Description of the task
Once the line containing "Where can you see the short" is found in the entries below, restate it and each following line word for word, stopping after the line containing "column 884, row 235".
____
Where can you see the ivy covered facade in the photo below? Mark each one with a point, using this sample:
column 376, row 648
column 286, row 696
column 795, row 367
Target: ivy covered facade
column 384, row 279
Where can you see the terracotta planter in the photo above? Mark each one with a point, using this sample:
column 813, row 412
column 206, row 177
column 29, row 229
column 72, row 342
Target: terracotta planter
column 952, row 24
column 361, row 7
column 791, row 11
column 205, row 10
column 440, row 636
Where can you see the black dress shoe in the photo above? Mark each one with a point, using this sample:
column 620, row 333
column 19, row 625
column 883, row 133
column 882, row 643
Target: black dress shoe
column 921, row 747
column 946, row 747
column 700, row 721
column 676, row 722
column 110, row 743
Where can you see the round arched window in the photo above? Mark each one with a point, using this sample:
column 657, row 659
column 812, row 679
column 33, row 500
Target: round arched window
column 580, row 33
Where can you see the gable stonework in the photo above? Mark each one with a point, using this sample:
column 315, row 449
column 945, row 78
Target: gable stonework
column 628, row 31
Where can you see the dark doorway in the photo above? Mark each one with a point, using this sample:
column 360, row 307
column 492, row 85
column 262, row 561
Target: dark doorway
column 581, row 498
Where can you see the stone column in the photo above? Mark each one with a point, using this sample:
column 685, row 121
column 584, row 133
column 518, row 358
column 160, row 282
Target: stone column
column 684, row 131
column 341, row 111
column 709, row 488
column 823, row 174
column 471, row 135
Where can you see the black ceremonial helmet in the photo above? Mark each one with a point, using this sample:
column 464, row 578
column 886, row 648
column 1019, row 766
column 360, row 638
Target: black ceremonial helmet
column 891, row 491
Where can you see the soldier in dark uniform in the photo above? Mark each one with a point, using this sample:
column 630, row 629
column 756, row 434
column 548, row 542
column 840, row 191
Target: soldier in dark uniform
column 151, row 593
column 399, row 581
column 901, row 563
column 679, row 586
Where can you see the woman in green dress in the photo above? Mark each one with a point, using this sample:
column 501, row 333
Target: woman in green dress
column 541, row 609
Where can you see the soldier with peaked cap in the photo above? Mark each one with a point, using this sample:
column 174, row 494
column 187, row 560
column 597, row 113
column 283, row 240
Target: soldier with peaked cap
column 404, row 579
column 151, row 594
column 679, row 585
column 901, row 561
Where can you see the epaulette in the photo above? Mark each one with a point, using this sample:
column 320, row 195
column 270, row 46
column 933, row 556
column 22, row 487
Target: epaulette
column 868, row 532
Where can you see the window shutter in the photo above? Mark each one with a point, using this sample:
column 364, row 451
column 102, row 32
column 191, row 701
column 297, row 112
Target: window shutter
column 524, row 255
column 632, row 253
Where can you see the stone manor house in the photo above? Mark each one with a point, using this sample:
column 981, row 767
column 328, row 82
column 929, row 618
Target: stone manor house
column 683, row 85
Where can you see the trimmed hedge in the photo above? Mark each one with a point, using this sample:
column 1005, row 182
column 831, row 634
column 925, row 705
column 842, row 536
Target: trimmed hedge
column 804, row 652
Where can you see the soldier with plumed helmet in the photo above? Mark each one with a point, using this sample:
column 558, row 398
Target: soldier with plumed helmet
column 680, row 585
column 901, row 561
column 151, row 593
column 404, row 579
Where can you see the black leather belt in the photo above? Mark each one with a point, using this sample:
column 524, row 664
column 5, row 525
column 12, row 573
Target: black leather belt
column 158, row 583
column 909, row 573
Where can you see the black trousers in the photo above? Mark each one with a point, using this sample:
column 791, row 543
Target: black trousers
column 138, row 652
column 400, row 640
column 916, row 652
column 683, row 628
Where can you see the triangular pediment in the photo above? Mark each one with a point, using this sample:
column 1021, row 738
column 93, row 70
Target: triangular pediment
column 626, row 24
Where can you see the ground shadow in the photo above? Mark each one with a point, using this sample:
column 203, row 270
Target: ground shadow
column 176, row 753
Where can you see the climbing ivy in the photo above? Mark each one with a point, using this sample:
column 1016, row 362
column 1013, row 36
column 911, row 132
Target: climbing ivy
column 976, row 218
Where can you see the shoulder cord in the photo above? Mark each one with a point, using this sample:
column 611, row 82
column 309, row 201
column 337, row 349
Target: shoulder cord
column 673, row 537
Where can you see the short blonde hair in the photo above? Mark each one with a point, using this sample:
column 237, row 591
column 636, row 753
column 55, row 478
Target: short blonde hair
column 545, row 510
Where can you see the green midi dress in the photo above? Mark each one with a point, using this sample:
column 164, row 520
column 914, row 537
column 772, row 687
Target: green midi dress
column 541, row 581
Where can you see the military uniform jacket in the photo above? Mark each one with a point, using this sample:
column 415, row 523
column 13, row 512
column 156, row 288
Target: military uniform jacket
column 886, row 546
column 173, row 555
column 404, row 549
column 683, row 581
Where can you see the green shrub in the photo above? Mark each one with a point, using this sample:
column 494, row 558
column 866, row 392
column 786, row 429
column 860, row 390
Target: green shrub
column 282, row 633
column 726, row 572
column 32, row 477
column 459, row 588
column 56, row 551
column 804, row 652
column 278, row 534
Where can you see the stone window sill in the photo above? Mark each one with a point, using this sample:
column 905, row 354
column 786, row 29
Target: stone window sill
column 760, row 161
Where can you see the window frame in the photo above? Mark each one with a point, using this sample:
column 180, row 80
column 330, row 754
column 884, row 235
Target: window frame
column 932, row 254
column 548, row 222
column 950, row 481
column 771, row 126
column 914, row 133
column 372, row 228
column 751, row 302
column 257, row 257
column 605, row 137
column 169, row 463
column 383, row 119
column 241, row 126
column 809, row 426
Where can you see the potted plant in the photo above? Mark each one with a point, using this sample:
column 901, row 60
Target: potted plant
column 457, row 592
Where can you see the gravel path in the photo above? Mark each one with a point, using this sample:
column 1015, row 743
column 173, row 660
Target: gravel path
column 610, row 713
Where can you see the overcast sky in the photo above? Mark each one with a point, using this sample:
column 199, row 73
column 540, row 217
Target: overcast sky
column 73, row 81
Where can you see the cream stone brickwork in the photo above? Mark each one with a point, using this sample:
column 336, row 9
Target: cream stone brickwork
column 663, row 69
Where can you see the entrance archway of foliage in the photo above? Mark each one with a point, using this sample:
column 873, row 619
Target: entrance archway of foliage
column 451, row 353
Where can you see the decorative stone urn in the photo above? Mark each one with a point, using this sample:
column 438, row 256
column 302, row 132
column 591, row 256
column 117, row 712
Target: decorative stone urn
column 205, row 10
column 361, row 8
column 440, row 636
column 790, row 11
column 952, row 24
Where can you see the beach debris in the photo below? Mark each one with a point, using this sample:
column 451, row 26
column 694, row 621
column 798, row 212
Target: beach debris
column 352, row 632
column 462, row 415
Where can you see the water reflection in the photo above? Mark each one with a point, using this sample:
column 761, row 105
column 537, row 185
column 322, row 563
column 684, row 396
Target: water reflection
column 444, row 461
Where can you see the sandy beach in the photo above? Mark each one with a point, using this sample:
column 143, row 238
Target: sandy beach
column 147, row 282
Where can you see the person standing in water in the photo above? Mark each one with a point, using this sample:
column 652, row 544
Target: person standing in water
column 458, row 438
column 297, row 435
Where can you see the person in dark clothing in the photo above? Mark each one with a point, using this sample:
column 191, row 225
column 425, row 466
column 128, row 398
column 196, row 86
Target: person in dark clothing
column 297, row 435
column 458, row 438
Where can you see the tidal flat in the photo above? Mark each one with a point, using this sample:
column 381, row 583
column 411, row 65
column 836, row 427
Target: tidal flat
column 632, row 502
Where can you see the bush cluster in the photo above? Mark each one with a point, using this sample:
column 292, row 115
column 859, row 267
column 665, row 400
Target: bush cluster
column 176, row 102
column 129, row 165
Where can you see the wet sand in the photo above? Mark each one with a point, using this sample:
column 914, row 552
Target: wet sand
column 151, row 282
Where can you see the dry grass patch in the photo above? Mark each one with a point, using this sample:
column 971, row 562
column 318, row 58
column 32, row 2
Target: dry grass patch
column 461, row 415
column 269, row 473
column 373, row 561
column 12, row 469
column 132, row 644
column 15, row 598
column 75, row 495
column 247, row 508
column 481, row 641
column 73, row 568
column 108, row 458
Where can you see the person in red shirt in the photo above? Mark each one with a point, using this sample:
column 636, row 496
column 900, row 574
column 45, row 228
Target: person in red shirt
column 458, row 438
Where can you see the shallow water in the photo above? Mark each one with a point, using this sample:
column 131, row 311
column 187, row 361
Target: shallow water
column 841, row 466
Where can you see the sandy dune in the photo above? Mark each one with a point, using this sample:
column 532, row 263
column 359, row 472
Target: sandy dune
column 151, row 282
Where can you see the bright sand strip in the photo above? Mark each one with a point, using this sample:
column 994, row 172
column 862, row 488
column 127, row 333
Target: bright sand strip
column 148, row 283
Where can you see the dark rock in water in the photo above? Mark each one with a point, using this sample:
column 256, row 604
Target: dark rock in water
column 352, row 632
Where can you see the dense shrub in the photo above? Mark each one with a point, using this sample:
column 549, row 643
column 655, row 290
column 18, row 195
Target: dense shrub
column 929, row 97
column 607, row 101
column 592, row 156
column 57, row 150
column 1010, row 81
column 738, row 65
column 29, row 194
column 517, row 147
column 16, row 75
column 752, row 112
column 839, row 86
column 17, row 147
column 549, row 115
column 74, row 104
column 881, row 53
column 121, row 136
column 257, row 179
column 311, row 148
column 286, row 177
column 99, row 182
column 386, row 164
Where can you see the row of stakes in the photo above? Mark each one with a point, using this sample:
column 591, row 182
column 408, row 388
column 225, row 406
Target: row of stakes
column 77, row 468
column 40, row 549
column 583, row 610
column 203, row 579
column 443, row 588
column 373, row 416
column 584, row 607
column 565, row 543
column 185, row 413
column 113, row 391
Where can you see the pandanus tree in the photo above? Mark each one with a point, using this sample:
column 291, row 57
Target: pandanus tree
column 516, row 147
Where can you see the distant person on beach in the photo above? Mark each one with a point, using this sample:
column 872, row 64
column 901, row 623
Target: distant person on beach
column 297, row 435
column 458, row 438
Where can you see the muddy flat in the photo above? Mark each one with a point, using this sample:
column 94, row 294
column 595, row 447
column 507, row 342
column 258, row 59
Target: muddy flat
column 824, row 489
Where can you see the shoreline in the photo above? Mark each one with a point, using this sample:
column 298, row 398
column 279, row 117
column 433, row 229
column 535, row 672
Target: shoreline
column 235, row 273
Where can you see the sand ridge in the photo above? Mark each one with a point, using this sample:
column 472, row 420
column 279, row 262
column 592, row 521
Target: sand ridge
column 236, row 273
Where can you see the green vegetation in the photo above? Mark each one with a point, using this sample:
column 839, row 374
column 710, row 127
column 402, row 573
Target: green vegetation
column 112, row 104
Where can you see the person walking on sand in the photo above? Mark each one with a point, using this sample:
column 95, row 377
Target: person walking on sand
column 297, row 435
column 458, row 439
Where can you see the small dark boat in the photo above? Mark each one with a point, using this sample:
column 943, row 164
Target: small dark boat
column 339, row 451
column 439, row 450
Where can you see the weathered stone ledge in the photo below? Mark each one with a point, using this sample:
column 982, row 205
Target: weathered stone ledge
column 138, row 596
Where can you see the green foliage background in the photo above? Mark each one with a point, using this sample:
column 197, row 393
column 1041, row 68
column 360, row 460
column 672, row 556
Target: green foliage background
____
Problem solution
Where can you see the short blonde hair in the photo above? Mark each one with a point, using this sample:
column 237, row 591
column 636, row 753
column 55, row 478
Target: short blonde hair
column 545, row 510
Where can you see the green midi dress in the photo above? Mark each one with a point, using this sample:
column 164, row 520
column 914, row 537
column 772, row 687
Target: green midi dress
column 541, row 581
Where can you see the military uniform jacket in the photo above? Mark each one with a point, using this sample:
column 415, row 523
column 13, row 512
column 156, row 288
Target: military uniform jacket
column 886, row 546
column 173, row 555
column 404, row 549
column 683, row 581
Where can you see the green shrub in the photo above? Mark each one with a point, using this sample:
column 494, row 558
column 866, row 392
column 786, row 429
column 860, row 390
Target: green shrub
column 282, row 633
column 726, row 572
column 32, row 477
column 459, row 588
column 56, row 551
column 804, row 652
column 278, row 534
Where can you see the stone window sill in the photo above? Mark each one with a point, using this sample:
column 905, row 354
column 786, row 29
Target: stone window sill
column 760, row 161
Where can you see the window frame in the photo above? Mark each one with a point, using this sample:
column 180, row 80
column 330, row 754
column 884, row 235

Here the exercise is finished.